WRITTEN EXERCISE
Set down exactly the lines from the one containing "Could you point at the hubcap" through the end of the records below, both included, and nothing else.

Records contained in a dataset
····················

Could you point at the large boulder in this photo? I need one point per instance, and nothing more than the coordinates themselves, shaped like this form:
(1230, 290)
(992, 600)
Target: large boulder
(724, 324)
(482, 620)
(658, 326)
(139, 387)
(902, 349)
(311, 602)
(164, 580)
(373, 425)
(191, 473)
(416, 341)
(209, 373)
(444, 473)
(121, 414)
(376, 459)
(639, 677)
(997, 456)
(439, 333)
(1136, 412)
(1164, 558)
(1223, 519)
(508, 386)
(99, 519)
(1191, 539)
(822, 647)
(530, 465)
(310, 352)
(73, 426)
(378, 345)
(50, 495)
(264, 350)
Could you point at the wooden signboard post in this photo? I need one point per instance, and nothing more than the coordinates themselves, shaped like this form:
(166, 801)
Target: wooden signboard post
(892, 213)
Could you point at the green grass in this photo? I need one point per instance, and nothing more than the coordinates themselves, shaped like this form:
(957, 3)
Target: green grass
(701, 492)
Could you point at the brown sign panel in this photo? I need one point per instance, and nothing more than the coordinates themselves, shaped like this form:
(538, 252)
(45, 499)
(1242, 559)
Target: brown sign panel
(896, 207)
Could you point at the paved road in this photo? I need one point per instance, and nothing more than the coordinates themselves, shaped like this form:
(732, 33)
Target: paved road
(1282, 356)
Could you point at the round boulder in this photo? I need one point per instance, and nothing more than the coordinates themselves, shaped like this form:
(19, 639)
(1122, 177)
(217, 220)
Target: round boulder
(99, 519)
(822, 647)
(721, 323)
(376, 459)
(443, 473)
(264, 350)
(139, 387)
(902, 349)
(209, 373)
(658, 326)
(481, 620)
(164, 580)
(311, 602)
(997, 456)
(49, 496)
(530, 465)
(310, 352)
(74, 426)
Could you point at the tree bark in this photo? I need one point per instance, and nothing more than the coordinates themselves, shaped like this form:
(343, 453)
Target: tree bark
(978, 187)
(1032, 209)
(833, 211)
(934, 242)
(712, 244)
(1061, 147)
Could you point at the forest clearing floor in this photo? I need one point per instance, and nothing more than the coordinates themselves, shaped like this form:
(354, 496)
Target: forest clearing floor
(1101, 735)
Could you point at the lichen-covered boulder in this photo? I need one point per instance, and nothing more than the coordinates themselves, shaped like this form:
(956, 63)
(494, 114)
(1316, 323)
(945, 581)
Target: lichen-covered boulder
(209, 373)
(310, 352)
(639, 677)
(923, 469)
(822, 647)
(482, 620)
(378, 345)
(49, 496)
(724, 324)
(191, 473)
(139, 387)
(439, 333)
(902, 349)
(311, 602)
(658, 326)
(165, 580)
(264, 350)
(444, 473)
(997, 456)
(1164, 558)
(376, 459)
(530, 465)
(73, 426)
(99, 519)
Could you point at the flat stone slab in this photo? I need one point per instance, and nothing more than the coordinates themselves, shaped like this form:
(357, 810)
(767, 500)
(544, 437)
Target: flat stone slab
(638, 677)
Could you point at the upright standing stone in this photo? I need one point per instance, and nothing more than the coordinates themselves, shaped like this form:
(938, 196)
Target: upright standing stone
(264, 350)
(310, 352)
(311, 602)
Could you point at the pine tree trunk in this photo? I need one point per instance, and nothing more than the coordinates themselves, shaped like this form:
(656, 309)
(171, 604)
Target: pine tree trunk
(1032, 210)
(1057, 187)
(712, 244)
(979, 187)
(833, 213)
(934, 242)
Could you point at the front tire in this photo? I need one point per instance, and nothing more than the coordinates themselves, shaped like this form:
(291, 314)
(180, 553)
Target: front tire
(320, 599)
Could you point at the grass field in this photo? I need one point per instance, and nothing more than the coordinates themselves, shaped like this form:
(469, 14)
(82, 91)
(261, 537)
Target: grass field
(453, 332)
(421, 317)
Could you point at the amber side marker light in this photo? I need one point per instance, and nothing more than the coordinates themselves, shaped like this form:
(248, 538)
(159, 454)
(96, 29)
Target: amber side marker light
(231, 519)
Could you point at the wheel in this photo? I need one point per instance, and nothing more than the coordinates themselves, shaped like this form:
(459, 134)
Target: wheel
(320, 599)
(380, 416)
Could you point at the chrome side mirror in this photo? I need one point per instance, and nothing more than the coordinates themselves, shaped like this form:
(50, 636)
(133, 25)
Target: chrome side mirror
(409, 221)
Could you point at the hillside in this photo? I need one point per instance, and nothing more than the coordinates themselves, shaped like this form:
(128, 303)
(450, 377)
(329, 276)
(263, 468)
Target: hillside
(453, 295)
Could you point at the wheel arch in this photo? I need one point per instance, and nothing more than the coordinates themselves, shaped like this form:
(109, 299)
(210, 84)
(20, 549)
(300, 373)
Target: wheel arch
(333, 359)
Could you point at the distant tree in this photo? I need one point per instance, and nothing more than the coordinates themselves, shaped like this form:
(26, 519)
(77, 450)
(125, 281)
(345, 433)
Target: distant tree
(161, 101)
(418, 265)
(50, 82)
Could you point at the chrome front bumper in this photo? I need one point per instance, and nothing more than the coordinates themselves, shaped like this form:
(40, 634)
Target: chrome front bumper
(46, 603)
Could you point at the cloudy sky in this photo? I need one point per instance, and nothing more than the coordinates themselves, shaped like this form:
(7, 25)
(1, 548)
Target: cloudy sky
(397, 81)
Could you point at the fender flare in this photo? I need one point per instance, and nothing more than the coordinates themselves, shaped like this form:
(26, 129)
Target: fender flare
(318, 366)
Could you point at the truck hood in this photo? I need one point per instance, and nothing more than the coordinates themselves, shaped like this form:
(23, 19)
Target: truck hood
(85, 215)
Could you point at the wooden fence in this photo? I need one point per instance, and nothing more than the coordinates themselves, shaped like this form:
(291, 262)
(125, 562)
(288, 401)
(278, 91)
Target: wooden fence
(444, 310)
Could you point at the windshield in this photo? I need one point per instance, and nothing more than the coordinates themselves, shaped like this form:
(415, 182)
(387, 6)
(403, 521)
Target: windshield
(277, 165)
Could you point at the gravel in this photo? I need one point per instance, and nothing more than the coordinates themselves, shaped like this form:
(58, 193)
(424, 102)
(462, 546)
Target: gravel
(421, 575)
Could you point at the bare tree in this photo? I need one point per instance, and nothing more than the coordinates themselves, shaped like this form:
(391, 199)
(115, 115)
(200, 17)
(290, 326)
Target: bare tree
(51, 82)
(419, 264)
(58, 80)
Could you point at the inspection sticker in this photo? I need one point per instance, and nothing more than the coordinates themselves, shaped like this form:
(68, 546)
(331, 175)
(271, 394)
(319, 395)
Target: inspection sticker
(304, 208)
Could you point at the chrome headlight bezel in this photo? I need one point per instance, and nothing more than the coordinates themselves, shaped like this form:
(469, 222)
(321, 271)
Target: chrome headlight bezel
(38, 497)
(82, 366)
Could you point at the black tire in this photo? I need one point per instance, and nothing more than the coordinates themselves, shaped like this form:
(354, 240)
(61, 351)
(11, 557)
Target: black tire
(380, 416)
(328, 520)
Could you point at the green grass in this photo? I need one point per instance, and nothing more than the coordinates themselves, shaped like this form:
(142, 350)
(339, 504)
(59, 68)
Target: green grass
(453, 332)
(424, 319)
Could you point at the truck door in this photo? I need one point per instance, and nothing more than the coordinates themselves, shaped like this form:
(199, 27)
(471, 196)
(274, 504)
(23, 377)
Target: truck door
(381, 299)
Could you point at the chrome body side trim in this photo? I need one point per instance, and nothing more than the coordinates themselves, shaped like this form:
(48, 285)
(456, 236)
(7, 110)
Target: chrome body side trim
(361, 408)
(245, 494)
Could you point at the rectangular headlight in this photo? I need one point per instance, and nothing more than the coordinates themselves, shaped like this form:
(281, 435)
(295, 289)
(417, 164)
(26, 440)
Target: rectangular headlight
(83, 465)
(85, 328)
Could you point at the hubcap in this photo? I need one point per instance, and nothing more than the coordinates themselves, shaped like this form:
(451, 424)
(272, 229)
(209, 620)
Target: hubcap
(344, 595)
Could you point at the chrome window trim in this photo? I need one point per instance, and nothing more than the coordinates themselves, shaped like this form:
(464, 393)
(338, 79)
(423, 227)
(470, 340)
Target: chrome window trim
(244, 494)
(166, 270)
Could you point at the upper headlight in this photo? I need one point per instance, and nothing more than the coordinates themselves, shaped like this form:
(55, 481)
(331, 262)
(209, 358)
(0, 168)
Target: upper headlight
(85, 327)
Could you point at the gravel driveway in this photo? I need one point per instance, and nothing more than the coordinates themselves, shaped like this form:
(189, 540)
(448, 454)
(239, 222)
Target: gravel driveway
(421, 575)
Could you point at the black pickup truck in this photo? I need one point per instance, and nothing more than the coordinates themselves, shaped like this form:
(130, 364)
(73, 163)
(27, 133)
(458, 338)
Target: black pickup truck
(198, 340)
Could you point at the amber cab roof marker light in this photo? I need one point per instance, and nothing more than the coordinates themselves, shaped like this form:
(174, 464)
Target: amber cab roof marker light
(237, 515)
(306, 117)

····················

THE RESULT
Could you point at the hubcap in this photo? I need one point per instance, and nothing more than the coordinates themselves, shaped like this form:
(451, 424)
(272, 229)
(209, 620)
Target: hubcap
(344, 595)
Could you point at the chrome window trim in this photo? I need one point per instance, and nothing more than the coordinates themselves, shaped like this form:
(464, 393)
(338, 79)
(423, 227)
(470, 340)
Target: chrome window trim
(244, 494)
(166, 270)
Could you point at the upper headlight in this photo? I need one point per instance, and nothing more than the coordinates themselves, shaped like this form:
(55, 481)
(331, 262)
(209, 358)
(0, 168)
Target: upper headlight
(85, 327)
Could you point at the gravel driveway in this photo? I need one point per instance, and nothing more than the coordinates themselves, shaped like this form:
(189, 540)
(448, 454)
(239, 222)
Target: gravel driveway
(421, 575)
Could you point at the black pickup truck in this photo? I need one point per instance, and nothing more than the coordinates themselves, shaped like this form:
(130, 364)
(73, 163)
(27, 133)
(458, 338)
Target: black pickup truck
(198, 340)
Could you point at the amber cab roof marker light in this photo? I need one point per instance, and nothing more than the coordinates themselves, shaped like this form:
(174, 464)
Target: amber cab roof marker light
(237, 515)
(306, 117)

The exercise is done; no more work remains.